Short task:
Pull out every line in the listing below that contains the string "pole", treating uppercase and lowercase as different.

— Begin Listing —

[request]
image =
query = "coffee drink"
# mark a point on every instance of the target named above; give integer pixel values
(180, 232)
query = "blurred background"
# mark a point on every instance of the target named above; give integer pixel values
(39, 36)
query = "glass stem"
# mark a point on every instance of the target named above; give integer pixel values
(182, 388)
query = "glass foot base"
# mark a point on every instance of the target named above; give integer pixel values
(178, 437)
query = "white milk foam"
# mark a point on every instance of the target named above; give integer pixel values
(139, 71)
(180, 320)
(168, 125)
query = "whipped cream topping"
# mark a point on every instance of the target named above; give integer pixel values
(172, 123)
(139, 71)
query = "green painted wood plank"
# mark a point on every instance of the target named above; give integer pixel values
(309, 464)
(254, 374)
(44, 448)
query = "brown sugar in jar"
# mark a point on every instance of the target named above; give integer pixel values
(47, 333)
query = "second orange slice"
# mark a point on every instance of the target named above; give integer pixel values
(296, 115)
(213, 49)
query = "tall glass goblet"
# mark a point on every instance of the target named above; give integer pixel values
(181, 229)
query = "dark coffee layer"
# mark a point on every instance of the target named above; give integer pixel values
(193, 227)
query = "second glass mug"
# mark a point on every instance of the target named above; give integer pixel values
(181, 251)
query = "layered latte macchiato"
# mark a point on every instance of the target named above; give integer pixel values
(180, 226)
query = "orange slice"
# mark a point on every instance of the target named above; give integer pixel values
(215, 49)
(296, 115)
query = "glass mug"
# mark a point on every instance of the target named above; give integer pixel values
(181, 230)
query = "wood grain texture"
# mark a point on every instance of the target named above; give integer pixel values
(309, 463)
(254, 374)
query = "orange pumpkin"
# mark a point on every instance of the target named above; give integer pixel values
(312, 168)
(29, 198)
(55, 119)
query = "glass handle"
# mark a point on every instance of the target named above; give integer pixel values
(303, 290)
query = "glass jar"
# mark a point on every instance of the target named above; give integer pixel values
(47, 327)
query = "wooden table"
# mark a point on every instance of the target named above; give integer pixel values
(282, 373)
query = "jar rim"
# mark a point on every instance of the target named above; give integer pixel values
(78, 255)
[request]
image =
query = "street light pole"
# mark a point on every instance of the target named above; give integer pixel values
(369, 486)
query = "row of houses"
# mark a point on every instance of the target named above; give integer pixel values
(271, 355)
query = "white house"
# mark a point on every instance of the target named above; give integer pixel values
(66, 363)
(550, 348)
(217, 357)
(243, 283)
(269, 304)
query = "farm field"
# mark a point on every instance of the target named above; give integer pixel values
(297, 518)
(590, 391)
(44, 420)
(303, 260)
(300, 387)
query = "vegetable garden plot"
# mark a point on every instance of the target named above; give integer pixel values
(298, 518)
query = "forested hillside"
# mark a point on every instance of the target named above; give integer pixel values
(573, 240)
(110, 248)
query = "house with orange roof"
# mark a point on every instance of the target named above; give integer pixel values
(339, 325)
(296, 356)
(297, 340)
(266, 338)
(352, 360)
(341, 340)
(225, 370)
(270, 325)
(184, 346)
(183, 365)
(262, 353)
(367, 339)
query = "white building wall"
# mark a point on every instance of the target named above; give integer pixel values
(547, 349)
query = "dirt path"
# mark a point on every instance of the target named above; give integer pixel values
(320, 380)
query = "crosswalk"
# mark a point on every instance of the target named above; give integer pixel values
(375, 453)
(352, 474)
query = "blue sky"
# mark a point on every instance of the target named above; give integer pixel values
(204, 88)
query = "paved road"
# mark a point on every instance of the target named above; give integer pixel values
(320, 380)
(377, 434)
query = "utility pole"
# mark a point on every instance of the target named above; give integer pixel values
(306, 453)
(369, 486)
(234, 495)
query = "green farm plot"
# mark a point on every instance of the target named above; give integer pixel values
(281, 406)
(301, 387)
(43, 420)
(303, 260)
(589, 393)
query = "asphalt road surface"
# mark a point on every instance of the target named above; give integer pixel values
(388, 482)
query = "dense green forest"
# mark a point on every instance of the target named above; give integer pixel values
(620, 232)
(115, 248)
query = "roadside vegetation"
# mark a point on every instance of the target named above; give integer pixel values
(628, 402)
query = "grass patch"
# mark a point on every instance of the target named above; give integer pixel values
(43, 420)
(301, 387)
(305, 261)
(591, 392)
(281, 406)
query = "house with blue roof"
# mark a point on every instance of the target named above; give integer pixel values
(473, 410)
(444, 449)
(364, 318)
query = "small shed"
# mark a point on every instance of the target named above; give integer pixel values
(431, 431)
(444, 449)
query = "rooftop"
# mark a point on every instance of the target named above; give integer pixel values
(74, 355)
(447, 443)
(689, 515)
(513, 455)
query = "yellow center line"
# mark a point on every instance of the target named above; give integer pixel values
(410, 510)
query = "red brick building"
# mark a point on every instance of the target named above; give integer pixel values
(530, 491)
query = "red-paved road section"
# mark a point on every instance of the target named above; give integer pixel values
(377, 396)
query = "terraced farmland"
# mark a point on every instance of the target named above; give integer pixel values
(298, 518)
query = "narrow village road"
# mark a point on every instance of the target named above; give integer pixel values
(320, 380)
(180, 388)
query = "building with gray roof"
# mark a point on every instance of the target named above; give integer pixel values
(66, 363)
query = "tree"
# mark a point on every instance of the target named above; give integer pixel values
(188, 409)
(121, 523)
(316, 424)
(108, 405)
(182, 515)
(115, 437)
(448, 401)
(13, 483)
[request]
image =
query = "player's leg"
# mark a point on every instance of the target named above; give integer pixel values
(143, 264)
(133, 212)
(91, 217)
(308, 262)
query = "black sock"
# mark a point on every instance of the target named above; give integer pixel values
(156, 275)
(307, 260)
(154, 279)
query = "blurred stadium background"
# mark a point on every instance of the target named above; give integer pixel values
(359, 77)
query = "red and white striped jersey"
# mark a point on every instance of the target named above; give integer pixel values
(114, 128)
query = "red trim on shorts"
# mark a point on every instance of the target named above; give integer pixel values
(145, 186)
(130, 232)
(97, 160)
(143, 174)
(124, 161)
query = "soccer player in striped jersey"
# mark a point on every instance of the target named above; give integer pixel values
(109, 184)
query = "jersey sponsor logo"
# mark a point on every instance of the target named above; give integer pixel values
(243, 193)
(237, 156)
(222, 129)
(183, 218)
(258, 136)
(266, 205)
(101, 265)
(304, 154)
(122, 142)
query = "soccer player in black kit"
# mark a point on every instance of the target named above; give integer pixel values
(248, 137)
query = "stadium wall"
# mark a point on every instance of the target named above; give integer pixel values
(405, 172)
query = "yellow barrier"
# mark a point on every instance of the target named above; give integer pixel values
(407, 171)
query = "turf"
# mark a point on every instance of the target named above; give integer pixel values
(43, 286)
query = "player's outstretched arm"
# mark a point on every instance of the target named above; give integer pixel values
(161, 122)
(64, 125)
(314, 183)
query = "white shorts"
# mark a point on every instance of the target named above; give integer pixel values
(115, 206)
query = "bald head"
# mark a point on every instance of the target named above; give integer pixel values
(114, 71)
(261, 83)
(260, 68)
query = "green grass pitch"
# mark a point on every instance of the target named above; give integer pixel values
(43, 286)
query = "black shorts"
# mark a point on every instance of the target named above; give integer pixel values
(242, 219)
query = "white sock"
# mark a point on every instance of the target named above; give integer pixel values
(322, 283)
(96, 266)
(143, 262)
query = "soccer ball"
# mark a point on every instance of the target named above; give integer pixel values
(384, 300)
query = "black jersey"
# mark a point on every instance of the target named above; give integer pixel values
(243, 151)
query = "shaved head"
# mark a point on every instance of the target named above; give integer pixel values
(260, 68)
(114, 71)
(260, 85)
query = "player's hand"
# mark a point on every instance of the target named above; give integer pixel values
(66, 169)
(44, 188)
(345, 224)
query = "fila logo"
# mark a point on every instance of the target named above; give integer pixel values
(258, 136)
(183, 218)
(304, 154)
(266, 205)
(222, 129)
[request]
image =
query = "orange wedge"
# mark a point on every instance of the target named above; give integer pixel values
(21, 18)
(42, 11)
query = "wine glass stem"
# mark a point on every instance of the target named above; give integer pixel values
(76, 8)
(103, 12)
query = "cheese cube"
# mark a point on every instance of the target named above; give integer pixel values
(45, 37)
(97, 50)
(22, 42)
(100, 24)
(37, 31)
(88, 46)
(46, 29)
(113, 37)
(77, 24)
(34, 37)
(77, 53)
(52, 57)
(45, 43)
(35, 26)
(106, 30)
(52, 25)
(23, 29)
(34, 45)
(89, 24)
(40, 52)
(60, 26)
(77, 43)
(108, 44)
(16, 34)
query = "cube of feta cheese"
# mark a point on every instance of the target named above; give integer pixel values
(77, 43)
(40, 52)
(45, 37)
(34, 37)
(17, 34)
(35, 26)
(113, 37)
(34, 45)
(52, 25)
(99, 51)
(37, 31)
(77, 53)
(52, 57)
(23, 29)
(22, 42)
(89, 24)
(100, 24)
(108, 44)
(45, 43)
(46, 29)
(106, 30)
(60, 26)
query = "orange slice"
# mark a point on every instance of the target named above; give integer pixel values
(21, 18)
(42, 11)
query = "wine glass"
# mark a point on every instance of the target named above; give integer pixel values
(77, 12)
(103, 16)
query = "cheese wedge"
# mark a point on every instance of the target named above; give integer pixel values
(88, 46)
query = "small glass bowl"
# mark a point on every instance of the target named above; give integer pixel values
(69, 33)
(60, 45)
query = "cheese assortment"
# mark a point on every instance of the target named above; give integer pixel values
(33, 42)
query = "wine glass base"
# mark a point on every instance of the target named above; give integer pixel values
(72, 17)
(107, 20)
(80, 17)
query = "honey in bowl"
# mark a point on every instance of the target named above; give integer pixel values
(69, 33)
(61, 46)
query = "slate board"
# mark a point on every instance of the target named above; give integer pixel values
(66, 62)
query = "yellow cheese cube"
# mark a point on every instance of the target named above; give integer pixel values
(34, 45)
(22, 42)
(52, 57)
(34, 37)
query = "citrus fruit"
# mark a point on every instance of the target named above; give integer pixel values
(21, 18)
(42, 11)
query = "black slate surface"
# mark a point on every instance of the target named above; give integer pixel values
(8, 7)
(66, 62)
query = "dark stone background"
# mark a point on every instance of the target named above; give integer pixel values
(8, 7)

— End Listing —

Result:
query = "street light pole"
query = "utility pole"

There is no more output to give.